*** Begin section ***

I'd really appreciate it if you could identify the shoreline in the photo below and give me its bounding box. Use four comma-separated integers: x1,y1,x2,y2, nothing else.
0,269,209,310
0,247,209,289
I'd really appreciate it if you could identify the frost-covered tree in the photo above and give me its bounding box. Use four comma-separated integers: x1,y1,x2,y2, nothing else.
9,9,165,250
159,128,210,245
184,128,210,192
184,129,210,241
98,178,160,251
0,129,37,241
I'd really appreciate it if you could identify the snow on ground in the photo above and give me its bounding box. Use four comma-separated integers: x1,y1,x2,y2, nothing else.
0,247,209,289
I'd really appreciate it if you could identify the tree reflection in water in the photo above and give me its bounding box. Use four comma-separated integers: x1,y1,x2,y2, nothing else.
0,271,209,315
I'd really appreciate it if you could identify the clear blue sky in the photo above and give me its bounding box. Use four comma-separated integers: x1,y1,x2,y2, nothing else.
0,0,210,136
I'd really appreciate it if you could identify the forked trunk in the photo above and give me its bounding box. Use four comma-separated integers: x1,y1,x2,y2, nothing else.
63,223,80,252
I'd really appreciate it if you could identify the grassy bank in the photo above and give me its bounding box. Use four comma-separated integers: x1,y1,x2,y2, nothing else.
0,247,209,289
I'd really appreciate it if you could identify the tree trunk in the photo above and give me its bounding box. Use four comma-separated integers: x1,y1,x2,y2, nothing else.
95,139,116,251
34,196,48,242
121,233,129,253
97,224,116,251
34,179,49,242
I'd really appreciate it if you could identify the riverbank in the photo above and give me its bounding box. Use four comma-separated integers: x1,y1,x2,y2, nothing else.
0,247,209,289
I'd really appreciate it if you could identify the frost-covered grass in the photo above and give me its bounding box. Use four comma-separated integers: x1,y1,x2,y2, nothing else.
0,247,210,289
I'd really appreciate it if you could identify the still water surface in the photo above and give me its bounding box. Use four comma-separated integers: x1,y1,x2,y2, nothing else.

*** End section ***

Could you write out all the entries word for word?

I'd really appreciate it if you could identify the shoreline in the photo below and give me its bounding box. Use four comma-separated integers: x1,y1,x2,y2, nothing else.
0,269,209,310
0,247,209,289
I'd really appreciate it if you could identify the frost-covered tree in the photo above and give me its bounding box. Use four comma-separated integers: x1,y1,x2,y2, nothing else.
9,9,165,250
159,128,210,245
184,128,210,192
184,129,210,241
98,178,160,251
0,129,37,241
I'd really appreciate it if you could identify the snow on ground in the photo above and give me its bounding box. Use four comma-separated integers: x1,y1,x2,y2, nothing else.
0,247,209,289
I'd really appreciate it if you could identify the tree reflection in water in the photo above and give me its bounding box. Use four comma-separated integers: x1,y1,x2,y2, nothing else.
0,271,209,315
I'd really appreciate it if you could identify the clear blue sky in the photo above and give me its bounding box. Use four comma-separated integers: x1,y1,x2,y2, nothing else.
0,0,210,136
I'd really appreciate it if you could identify the forked trunk in the photo above and give me its bounding box. Use four comma-separated integers: x1,y1,x2,y2, nothing else.
63,223,80,252
I'd really appreciate it if you could identify the grassy bank in the photo above and give me its bounding box. Use four comma-separated integers: x1,y1,x2,y2, nothing else.
0,247,209,289
I'd really appreciate it if you could identify the tree trunk in the photo above and give me its bounding box. Use four comma-separated integers: x1,y1,x2,y2, nothing else.
95,139,116,251
34,196,48,242
121,233,129,253
97,224,116,251
34,179,49,242
I'd really appreciate it if you could identify the riverbank in the photo above and give me its bounding box. Use four comma-separated integers: x1,y1,x2,y2, nothing else.
0,247,209,289
I'd really appreciate it if you could identify the frost-covered grass in the photo above and give me its bounding box. Use four comma-separated integers: x1,y1,x2,y2, nothing else.
0,247,210,289
I'd really appreciate it if you could identify the still water surface in the photo above and give me its bounding box. Use four comma-separated integers: x1,y1,x2,y2, nothing else.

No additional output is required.